EXERCISE DESCRIPTION:
All of the data that follows should be written out exactly.

Records drawn from a dataset:
· · · · · · ·

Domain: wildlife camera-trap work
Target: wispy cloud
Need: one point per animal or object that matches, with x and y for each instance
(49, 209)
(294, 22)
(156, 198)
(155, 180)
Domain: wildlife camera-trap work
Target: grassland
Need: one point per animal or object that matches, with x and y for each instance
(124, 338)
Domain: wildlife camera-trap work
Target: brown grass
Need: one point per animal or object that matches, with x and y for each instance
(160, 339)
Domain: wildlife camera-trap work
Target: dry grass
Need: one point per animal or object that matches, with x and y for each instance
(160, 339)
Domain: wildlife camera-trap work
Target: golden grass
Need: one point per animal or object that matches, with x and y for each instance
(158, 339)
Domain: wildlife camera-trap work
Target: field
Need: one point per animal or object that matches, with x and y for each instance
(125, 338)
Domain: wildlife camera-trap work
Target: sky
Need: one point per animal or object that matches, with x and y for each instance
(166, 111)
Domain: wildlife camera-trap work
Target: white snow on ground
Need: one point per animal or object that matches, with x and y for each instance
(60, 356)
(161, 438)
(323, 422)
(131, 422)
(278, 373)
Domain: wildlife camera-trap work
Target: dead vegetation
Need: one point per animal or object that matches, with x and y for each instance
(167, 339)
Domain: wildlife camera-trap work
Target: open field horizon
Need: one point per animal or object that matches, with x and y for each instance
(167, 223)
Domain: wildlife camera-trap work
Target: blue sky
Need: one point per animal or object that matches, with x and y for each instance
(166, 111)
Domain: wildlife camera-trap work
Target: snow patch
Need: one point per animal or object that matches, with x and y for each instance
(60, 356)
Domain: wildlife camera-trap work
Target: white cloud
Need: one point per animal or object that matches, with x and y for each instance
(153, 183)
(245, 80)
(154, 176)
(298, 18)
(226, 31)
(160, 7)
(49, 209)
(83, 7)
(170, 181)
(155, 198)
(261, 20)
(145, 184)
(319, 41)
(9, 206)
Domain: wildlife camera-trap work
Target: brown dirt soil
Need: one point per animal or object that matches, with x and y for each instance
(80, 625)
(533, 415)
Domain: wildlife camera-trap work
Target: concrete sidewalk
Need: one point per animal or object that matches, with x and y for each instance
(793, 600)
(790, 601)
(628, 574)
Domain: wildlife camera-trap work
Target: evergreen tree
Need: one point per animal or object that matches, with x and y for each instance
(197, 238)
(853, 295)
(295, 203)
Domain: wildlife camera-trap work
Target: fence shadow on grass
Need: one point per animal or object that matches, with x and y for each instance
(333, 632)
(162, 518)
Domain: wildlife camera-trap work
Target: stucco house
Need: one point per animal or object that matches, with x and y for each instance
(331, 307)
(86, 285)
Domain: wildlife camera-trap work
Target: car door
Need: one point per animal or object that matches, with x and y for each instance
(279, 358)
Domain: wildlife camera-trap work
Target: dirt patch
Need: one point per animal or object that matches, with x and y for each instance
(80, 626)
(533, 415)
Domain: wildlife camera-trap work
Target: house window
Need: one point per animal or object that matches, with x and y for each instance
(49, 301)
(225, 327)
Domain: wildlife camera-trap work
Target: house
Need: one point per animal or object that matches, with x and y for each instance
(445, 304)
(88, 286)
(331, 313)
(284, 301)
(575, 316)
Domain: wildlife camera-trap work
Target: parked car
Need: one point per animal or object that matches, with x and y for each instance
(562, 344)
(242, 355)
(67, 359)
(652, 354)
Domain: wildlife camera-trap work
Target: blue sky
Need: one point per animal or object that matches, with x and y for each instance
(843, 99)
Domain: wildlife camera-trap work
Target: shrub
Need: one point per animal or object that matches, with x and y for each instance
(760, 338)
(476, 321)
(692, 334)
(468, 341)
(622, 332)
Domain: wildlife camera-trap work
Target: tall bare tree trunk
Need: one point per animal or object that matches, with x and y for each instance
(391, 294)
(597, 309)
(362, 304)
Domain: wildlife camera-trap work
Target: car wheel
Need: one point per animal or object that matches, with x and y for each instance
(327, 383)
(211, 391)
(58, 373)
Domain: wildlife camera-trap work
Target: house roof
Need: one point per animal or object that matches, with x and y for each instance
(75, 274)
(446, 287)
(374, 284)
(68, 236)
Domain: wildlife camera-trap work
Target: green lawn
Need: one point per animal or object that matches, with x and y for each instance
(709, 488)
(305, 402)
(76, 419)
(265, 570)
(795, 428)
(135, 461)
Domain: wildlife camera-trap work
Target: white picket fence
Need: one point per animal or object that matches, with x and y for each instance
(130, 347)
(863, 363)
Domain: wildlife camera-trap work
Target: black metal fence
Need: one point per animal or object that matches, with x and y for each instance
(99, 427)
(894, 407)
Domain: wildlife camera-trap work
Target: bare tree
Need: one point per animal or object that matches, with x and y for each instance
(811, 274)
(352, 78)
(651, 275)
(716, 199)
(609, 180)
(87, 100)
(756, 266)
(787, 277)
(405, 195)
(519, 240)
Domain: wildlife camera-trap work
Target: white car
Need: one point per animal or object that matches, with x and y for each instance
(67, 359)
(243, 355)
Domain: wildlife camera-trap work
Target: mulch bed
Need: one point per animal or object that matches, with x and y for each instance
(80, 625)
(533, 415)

· · · · · · ·

EXERCISE SOLUTION:
Domain: wildlife camera-trap work
Target: wispy cloud
Need: one point per animal or object that matches, with x and y for each instance
(49, 209)
(294, 22)
(156, 198)
(155, 180)
Domain: wildlife camera-trap work
Target: grassland
Need: one point per animal or object that matches, with x and y for each instance
(124, 338)
Domain: wildlife camera-trap work
Target: brown grass
Need: one point per animal or object that matches, with x and y for each instance
(160, 339)
Domain: wildlife camera-trap work
Target: dry grass
Need: one point per animal or object that matches, with x and y for each instance
(160, 339)
Domain: wildlife camera-trap work
Target: golden grass
Need: one point per animal or object that matches, with x and y for each instance
(158, 339)
Domain: wildlife camera-trap work
Target: field
Need: one point per animal or object that matches, with x and y for each instance
(125, 338)
Domain: wildlife camera-trap work
Target: sky
Need: one point per animal or object that matches, with x and y for each instance
(166, 111)
Domain: wildlife camera-trap work
Target: white snow on ground
Need: one point per animal or object that matches, with x and y for each instance
(60, 356)
(161, 438)
(323, 422)
(131, 422)
(278, 373)
Domain: wildlife camera-trap work
Target: dead vegetation
Need: one point per animal or object that matches, with x and y for each instance
(167, 339)
Domain: wildlife camera-trap work
Target: open field horizon
Need: one point per animal or object that matches, with x and y for each instance
(167, 223)
Domain: wildlife camera-trap work
Target: blue sky
Need: one point per animal or object that matches, with x and y for each instance
(166, 111)
Domain: wildlife camera-trap work
Target: snow patch
Need: one point per animal or object that matches, with x and y for each instance
(60, 356)
Domain: wildlife camera-trap work
Target: white cloud
Need: one point per animal or object that matches, with x and y for each instance
(153, 183)
(245, 80)
(154, 176)
(298, 18)
(226, 31)
(160, 7)
(49, 209)
(83, 7)
(170, 181)
(155, 198)
(261, 20)
(145, 184)
(319, 41)
(9, 206)
Domain: wildlife camera-trap work
Target: brown dirt soil
Need: one point per animal or object that matches, with x and y for each instance
(80, 625)
(533, 415)
Domain: wildlife camera-trap work
Target: concrete sidewalk
Need: one point per animal or object that matches, with x and y for each instance
(793, 600)
(790, 601)
(628, 574)
Domain: wildlife camera-trap work
Target: evergreen tree
Need: one point per animal or object that matches, with x and y for each instance
(197, 238)
(853, 295)
(295, 203)
Domain: wildlife camera-trap work
Target: fence shadow on grass
Need: one point per animal or object that matches, with x and y for each instance
(333, 632)
(162, 518)
Domain: wildlife camera-trap work
Target: stucco house
Need: one point per animal or object that matches, with x and y for each instance
(331, 307)
(86, 285)
Domain: wildlife camera-trap work
Target: car door
Need: one point per animal or object that matches, with x and y for each instance
(279, 358)
Domain: wildlife camera-trap work
Target: dirt patch
Need: one point per animal or object that matches, with x and y for each instance
(80, 626)
(533, 415)
Domain: wildlife camera-trap work
Target: house window
Need: one point per animal or object that matches, with x and y for each instance
(49, 301)
(225, 327)
Domain: wildlife camera-trap work
Target: house
Need: one point per animal or object that matches, with x and y for each instance
(445, 304)
(88, 286)
(331, 313)
(284, 301)
(575, 316)
Domain: wildlife camera-trap work
Target: parked car
Need: one point per animal or object that matches, with x and y for each instance
(562, 344)
(242, 355)
(67, 359)
(652, 354)
Domain: wildlife camera-trap work
Target: blue sky
Need: one point per animal or object that matches, with x and y for each instance
(843, 99)
Domain: wildlife camera-trap work
Target: shrub
Need: one point per animal or object that matches, with x and y for each instance
(760, 338)
(476, 321)
(692, 334)
(468, 341)
(622, 332)
Domain: wildlife camera-trap work
Target: tall bare tree trunk
Need: one point per animal or object that matches, with x and y for each instance
(391, 294)
(597, 309)
(362, 304)
Domain: wildlife camera-trap work
Target: car wheel
Need: one point per animal or object that matches, with x and y for each instance
(327, 383)
(211, 391)
(58, 373)
Domain: wildlife camera-trap work
Target: house roof
Need: one point per animal or object that matches, with x and y for each instance
(75, 274)
(446, 287)
(374, 284)
(68, 236)
Domain: wildlife camera-trap work
Target: green lawn
Need: one point per animal or object that matches, with x and y for each instance
(709, 488)
(305, 402)
(76, 419)
(265, 570)
(795, 428)
(135, 461)
Domain: wildlife camera-trap work
Target: white picket fence
Need: one point per animal or object that matches, with x and y for each instance
(130, 347)
(863, 363)
Domain: wildlife camera-trap work
Target: black metal fence
Need: one point per animal or object that matches, with x and y for each instance
(99, 427)
(894, 407)
Domain: wildlife camera-trap work
Target: bare tree
Need: one point per animal or object that matches, with x and y for each instance
(811, 274)
(352, 78)
(651, 275)
(716, 199)
(609, 180)
(87, 100)
(756, 266)
(787, 277)
(405, 195)
(519, 240)
Domain: wildlife camera-trap work
Target: white car
Need: one point per animal or object that matches, with x and y for each instance
(67, 359)
(243, 355)
Domain: wildlife camera-trap work
Target: mulch bed
Need: one point per animal or object that matches, with x and y for each instance
(80, 625)
(533, 415)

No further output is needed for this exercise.